**What you need to do**
Please write out the line containing "One dot marks each instance of the white interior" and each line after it through the end of the data, exactly, and nothing else.

**Records for this exercise**
-----

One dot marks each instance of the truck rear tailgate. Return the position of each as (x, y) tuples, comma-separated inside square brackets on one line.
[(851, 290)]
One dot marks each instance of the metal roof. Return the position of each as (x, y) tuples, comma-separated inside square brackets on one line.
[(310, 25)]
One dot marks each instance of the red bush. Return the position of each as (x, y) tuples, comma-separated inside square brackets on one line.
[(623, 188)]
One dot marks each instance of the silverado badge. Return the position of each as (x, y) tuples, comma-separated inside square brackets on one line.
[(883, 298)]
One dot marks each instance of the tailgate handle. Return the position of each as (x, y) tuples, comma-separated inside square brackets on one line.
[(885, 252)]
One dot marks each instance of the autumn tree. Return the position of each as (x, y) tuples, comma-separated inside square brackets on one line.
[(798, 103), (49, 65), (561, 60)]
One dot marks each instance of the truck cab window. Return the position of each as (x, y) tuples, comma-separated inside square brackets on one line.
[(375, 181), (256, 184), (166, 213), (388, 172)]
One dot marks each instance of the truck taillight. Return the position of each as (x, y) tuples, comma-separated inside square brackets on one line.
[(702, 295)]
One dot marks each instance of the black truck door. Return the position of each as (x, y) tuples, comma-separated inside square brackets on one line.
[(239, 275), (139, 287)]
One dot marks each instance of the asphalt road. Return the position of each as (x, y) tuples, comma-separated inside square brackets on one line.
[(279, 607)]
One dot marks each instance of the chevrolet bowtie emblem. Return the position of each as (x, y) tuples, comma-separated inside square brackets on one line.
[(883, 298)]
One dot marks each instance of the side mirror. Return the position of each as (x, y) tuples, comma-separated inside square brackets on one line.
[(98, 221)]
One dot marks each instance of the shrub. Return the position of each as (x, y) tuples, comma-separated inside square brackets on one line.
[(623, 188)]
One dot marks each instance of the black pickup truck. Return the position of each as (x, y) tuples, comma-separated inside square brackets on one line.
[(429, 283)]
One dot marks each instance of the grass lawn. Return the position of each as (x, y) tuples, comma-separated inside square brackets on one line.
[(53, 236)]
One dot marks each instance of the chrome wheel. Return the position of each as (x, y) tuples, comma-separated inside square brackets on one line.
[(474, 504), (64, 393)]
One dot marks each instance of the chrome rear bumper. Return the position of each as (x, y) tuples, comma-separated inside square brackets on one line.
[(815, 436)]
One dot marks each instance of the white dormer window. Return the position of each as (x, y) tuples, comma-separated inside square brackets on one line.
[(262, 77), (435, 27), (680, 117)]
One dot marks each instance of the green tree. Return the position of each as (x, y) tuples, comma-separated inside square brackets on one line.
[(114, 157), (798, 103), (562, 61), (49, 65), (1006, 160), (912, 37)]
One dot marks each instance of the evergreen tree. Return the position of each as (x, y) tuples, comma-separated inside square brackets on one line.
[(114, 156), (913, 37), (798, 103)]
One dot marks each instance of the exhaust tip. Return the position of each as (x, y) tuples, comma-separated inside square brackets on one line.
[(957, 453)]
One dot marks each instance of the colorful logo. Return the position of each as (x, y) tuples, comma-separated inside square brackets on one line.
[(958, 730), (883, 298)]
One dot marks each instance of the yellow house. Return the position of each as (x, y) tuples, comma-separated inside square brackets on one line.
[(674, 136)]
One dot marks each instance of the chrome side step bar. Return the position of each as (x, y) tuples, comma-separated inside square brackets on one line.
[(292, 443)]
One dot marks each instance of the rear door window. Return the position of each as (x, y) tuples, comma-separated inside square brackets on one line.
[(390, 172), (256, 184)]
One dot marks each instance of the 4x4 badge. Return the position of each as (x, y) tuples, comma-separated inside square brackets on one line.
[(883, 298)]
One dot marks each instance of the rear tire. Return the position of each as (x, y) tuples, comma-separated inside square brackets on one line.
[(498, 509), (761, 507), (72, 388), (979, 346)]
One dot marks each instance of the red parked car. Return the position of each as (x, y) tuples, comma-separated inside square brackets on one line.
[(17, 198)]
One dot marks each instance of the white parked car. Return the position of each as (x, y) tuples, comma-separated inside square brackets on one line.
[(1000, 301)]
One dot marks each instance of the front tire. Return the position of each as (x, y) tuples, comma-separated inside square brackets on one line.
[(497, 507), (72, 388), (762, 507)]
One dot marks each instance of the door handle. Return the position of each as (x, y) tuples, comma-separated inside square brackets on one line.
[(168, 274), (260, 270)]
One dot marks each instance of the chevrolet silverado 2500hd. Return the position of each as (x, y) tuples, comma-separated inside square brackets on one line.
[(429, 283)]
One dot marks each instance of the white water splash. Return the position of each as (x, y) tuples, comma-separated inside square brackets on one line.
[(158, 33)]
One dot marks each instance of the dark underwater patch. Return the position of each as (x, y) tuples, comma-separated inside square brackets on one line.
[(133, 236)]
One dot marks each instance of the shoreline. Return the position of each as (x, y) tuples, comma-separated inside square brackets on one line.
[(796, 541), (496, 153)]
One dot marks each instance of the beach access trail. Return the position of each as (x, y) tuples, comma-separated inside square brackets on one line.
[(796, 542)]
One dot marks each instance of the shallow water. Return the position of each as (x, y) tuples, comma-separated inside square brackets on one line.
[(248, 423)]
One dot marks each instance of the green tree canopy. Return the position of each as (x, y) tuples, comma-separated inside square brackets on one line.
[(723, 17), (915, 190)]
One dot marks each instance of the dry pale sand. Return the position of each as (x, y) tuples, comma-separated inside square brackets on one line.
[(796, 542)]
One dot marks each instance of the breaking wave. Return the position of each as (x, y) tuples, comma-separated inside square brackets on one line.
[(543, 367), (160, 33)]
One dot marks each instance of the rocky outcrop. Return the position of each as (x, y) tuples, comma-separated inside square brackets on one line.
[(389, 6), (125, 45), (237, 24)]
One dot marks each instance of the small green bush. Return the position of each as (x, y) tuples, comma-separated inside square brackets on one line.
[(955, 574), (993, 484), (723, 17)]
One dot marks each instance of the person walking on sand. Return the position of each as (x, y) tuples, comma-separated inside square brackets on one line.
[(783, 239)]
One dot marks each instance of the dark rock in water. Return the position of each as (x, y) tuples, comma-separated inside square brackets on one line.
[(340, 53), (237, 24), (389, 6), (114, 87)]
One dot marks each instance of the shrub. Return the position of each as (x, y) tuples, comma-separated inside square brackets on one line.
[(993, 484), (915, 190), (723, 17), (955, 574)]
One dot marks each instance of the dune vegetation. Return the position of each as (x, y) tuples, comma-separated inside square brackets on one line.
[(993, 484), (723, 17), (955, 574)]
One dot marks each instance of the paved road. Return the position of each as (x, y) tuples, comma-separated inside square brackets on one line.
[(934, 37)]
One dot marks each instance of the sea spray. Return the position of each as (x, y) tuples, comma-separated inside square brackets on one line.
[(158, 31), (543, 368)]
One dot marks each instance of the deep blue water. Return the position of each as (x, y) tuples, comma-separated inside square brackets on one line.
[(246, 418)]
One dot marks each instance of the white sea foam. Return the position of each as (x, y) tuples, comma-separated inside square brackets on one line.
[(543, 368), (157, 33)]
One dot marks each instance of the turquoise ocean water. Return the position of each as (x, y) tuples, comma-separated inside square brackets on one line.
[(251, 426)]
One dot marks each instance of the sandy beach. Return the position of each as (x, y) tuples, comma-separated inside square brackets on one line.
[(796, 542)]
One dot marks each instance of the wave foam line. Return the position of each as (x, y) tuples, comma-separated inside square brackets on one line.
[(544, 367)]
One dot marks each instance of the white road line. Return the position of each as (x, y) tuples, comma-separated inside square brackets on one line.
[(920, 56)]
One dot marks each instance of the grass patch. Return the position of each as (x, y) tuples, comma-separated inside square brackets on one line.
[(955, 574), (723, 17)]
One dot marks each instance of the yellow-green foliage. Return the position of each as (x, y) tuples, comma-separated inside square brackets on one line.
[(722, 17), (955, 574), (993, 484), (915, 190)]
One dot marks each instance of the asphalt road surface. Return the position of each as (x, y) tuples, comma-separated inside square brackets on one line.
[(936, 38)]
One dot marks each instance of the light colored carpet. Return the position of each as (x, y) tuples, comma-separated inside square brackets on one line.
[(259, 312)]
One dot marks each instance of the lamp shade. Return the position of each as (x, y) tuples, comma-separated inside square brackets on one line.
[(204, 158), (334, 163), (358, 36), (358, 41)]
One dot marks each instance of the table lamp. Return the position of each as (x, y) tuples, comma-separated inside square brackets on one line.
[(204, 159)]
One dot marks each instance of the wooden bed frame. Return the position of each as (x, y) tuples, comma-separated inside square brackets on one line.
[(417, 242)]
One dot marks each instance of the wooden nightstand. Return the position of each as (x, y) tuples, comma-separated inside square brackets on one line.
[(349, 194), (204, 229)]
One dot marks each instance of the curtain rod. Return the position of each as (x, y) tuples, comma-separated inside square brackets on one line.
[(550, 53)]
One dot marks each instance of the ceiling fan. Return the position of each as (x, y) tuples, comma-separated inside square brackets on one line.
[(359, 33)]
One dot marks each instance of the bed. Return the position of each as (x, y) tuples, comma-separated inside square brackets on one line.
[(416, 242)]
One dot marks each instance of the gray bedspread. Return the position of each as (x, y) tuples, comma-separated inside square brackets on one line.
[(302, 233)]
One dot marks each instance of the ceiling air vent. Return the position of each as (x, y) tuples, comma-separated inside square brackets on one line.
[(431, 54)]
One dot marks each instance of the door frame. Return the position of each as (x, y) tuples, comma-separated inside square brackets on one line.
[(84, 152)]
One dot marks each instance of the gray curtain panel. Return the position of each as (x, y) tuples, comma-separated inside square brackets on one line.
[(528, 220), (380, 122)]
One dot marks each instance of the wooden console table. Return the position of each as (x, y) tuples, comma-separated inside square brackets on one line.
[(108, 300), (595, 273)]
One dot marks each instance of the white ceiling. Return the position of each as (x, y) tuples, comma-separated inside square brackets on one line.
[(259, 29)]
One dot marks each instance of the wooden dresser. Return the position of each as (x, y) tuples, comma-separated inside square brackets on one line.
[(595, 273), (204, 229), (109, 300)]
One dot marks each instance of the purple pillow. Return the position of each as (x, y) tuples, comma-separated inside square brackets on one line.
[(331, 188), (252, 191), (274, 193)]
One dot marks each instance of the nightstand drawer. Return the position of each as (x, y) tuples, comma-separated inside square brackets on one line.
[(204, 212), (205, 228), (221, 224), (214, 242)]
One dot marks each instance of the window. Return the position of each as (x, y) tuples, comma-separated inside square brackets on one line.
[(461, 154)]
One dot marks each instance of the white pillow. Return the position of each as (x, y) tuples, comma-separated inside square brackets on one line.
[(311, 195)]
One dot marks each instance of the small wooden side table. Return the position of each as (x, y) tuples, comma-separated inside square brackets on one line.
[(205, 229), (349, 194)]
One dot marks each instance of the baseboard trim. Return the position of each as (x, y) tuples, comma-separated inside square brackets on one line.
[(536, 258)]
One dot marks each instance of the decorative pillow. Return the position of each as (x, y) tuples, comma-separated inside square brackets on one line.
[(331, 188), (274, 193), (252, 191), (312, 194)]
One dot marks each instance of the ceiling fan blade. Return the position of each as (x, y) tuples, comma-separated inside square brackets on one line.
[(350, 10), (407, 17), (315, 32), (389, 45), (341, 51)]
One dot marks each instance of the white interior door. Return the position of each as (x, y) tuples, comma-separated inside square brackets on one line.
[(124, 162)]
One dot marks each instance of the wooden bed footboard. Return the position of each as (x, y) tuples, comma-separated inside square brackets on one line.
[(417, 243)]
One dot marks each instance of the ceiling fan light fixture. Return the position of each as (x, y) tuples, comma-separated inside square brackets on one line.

-----

**Solution**
One dot marks each instance of the white interior door. Return the position of each as (x, y) tuples, comma-separated inside square brackets on one line.
[(124, 162)]
One dot marks each instance of the wooden bed footboard. Return the position of each as (x, y) tuples, comma-separated inside square brackets on one line.
[(417, 243)]
One dot marks each instance of the ceiling fan light fixture. Return the position of each as (x, y) tuples, comma-separated inside square brackets on one line.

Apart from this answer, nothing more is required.